* START LISTING *

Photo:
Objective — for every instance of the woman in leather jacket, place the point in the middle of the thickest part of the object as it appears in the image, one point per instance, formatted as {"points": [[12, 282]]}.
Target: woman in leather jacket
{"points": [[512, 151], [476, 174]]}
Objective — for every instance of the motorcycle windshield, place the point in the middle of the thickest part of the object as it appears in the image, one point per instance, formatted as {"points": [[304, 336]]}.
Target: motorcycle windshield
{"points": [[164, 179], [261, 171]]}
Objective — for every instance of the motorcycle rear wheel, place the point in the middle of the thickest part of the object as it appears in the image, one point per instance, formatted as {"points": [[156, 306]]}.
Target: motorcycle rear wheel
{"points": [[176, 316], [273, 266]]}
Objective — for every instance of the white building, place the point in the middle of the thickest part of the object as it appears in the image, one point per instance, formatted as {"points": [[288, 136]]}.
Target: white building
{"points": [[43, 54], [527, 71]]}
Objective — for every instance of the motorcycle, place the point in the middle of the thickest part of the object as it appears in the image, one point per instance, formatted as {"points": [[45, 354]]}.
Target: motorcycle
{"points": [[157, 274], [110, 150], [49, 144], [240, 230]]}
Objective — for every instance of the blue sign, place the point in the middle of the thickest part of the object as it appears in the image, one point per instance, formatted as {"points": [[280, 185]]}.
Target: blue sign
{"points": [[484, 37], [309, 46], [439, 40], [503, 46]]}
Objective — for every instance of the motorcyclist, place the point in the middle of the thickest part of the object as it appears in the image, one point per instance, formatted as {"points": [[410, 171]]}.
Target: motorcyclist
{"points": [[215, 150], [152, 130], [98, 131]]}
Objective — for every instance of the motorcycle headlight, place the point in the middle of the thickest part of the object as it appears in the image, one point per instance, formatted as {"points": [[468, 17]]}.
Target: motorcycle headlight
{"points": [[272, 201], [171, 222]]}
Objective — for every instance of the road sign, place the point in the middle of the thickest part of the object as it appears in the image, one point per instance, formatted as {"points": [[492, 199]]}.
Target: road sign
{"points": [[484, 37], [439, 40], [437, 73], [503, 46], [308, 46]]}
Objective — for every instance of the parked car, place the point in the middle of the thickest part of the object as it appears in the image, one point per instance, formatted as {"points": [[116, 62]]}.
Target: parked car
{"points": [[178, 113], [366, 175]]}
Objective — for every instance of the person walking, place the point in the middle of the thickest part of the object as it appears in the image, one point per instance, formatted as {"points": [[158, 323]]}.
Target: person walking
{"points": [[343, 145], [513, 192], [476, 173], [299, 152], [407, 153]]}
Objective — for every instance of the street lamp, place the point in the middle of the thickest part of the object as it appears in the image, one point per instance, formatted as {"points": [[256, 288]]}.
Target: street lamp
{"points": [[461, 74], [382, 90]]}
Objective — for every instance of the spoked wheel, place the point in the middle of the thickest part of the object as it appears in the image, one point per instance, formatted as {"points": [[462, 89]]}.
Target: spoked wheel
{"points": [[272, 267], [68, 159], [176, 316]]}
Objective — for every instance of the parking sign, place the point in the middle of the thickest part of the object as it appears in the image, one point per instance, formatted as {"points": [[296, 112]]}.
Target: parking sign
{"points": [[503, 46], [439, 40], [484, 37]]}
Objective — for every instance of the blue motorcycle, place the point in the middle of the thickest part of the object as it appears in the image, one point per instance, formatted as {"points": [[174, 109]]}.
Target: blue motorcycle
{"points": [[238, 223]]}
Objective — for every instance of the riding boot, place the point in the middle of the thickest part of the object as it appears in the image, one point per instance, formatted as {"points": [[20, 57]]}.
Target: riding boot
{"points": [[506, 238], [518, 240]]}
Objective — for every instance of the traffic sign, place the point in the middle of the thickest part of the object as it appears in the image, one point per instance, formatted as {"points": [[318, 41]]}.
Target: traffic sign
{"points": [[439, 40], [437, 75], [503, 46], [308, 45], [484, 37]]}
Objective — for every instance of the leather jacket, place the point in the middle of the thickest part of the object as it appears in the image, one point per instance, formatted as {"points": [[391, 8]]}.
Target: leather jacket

* END LISTING *

Reproduce the records above exactly, starting with the line that contains "Objective — for every instance of the spoked" and ending with the last line.

Objective — for every instance of the spoked wheel, place the point in the middle of the thickest part of the object as it appears in the image, one point per instance, formatted as {"points": [[462, 89]]}.
Target: spoked wheel
{"points": [[272, 267], [68, 159], [176, 316]]}
Objective — for every instance of the parking sign, place the point in the middle of the thickest part of the object as it appears in the image, one point per instance, formatted as {"points": [[296, 112]]}.
Target: parking sign
{"points": [[503, 46], [439, 40], [484, 37]]}
Objective — for every instance of the blue motorcycle, place the point in the middle of the thickest part of the object as it appears in the image, one point per instance, formatted as {"points": [[174, 109]]}.
Target: blue motorcycle
{"points": [[238, 223]]}
Objective — for every instance of the riding boot, place the point in the middle of the thickest part of the object as it appears in the image, one point per instance, formatted as {"points": [[20, 57]]}.
Target: riding boot
{"points": [[506, 238], [518, 240]]}
Objective — for every instance of the traffic sign, place the point in the middle of the thickest part of the object as it appears in the image, one point per instance, formatted as {"points": [[318, 41]]}.
Target: traffic sign
{"points": [[439, 40], [437, 75], [503, 46], [308, 45], [484, 37]]}
Objective — for every instance of the leather jacket, place the point in the middle of the thickest part of the object as it appears in the image, one point per instance, formatted as {"points": [[391, 8]]}.
Target: leather jacket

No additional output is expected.